### WHAT TO PRODUCE
Please reproduce the essay's passage on rushing to conclusions between "You could offer" and "the facts remain.", inclusive.

### PAGE TEXT
You could offer that these examples are indicative only of our new “gotta know”, always on news demand/deluge brought about by the info firehose of the internet. You could expand that by saying that these stories and the societal firestorm they’ve lit could only have happened in this new age in which everyone has a pulpit, be it Facebook, Twitter, YouTube, or a blog. To this I would reply that the internet and the amplifiers that ride along its rails are simply that: accelerants rather than fire starters. The issue is prematurely jumping to a conclusion for the simple reason that your conclusion confers some personal benefit to you, the jumper, regardless of the validity of your conclusion once the fire is naught but the cool embers of the facts remain.

This is not new. This is not a function of 100 or 1000 channel cable news or the internet. A million bloggers vs. a hundred columnists, Twitter vs. letters to the editor. Drew Carey’s opinion and his money. None of those. This is about waiting for the whole story to unwind and for the cold hard reality of the facts to lay bare before you, rather than parsing the meaning of one of these events through the prism of an ideologue who has a size 12 to bang, or someone famous who has an opinion, or needs some buzz. It may be “new” if we consider the timeframe of papyrus vs printing press, but that’s as new as it gets.

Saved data
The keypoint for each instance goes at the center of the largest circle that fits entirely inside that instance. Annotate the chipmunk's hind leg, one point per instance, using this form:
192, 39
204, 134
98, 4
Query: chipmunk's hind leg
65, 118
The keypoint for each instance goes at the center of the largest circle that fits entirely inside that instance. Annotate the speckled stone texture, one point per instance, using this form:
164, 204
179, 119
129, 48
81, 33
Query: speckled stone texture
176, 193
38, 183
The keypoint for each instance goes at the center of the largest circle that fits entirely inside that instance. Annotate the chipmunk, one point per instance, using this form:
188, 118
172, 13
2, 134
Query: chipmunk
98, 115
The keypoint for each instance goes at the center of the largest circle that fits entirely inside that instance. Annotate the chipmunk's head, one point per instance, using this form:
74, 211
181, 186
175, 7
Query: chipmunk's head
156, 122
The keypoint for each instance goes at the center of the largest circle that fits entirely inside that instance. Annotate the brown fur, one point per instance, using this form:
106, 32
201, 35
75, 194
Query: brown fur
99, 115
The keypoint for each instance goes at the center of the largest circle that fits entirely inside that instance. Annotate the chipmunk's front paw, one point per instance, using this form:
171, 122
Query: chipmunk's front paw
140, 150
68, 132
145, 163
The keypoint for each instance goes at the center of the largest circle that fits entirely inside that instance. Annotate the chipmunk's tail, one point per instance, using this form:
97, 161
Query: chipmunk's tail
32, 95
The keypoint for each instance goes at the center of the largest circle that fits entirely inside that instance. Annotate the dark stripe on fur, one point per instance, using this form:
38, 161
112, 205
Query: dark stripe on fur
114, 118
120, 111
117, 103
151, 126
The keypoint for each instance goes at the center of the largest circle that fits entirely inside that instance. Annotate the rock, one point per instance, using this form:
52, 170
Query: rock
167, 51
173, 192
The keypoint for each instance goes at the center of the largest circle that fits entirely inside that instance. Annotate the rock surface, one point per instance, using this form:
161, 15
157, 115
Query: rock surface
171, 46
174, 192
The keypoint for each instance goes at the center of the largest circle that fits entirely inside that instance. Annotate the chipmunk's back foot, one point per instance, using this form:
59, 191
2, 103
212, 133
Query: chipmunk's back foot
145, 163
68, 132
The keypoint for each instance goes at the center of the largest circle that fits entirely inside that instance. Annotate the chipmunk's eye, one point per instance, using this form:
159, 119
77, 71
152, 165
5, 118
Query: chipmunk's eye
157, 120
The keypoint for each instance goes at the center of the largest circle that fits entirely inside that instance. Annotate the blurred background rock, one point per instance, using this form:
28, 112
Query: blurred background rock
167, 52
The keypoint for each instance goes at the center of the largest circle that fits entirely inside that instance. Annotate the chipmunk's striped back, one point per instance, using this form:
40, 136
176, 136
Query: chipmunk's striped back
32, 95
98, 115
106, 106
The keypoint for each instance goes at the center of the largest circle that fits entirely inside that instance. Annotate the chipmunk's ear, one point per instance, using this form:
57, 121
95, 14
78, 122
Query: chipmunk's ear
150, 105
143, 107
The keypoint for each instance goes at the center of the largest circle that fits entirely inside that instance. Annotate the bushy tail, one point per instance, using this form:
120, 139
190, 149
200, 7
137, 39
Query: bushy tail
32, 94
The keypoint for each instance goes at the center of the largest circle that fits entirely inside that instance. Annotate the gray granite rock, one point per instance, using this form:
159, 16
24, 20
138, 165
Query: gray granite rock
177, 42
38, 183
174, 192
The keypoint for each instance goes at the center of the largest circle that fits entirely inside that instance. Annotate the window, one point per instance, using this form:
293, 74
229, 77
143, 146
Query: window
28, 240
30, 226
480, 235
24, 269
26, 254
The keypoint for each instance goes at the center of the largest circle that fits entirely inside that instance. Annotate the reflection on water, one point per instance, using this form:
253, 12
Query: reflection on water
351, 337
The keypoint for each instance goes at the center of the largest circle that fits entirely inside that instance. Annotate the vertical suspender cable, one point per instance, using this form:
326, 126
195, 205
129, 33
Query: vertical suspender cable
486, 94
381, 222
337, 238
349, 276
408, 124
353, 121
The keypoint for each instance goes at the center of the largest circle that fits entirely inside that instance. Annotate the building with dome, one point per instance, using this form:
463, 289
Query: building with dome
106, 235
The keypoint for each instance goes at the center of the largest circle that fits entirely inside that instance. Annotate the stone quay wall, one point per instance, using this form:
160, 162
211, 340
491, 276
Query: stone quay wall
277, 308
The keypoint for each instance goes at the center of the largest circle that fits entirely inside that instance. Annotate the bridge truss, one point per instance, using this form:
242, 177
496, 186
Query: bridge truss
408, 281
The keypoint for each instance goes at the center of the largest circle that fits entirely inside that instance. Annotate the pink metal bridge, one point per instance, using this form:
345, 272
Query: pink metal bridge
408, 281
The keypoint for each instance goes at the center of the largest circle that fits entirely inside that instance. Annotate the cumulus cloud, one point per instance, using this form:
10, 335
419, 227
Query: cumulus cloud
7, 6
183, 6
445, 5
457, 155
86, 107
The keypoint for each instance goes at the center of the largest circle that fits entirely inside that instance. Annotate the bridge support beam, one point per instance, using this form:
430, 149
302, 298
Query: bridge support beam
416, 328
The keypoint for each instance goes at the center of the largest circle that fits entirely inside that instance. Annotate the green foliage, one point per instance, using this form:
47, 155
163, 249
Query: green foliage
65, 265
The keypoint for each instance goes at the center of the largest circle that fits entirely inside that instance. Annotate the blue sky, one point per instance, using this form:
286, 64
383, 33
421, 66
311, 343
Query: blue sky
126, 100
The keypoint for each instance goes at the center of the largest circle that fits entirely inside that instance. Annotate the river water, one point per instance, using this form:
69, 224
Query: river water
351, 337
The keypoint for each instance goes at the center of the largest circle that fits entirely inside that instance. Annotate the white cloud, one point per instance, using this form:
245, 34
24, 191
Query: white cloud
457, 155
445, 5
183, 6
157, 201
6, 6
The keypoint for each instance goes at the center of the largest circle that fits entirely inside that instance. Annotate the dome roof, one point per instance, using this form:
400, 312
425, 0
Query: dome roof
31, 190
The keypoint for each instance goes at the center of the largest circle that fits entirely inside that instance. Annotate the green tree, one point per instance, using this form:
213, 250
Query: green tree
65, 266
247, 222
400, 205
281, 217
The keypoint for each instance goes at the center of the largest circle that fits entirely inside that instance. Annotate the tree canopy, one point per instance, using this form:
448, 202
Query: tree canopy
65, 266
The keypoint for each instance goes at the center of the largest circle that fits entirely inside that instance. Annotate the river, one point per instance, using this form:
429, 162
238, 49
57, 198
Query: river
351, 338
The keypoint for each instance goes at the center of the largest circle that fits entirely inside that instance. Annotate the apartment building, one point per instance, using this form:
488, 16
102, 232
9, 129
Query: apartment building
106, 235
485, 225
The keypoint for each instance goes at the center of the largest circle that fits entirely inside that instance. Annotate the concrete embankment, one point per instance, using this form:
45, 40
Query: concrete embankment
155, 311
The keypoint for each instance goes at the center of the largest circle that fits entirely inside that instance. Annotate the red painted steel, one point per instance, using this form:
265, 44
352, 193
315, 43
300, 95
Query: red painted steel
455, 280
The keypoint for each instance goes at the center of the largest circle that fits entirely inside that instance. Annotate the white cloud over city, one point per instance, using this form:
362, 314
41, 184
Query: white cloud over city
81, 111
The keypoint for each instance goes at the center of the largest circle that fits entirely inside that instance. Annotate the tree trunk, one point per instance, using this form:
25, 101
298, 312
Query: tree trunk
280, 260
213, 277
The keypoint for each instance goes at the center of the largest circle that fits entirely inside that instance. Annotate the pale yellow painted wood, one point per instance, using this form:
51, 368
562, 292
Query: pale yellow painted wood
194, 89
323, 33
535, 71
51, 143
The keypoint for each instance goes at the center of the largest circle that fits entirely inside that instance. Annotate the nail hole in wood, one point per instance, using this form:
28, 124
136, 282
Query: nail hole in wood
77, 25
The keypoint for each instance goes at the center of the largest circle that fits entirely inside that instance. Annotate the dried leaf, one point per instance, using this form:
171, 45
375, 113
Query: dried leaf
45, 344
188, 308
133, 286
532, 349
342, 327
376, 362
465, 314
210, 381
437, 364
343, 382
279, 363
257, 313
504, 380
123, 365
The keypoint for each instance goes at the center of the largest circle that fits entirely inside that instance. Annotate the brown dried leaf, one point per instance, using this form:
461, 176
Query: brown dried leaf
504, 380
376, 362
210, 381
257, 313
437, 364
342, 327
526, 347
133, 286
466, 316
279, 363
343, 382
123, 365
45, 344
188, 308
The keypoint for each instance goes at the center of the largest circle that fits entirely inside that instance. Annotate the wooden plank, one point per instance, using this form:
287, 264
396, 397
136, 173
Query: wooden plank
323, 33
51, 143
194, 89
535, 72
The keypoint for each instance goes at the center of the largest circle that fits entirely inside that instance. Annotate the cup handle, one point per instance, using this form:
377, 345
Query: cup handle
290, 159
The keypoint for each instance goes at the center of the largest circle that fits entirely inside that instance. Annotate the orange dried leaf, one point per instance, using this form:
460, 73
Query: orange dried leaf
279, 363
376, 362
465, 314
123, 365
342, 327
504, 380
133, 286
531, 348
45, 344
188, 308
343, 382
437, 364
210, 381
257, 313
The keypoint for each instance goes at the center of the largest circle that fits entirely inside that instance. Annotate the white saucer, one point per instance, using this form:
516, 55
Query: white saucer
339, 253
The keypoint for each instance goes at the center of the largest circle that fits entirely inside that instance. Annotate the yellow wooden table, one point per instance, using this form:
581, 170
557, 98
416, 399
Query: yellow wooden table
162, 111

### SOLUTION
You could offer that these examples are indicative only of our new “gotta know”, always on news demand/deluge brought about by the info firehose of the internet. You could expand that by saying that these stories and the societal firestorm they’ve lit could only have happened in this new age in which everyone has a pulpit, be it Facebook, Twitter, YouTube, or a blog. To this I would reply that the internet and the amplifiers that ride along its rails are simply that: accelerants rather than fire starters. The issue is prematurely jumping to a conclusion for the simple reason that your conclusion confers some personal benefit to you, the jumper, regardless of the validity of your conclusion once the fire is naught but the cool embers of the facts remain.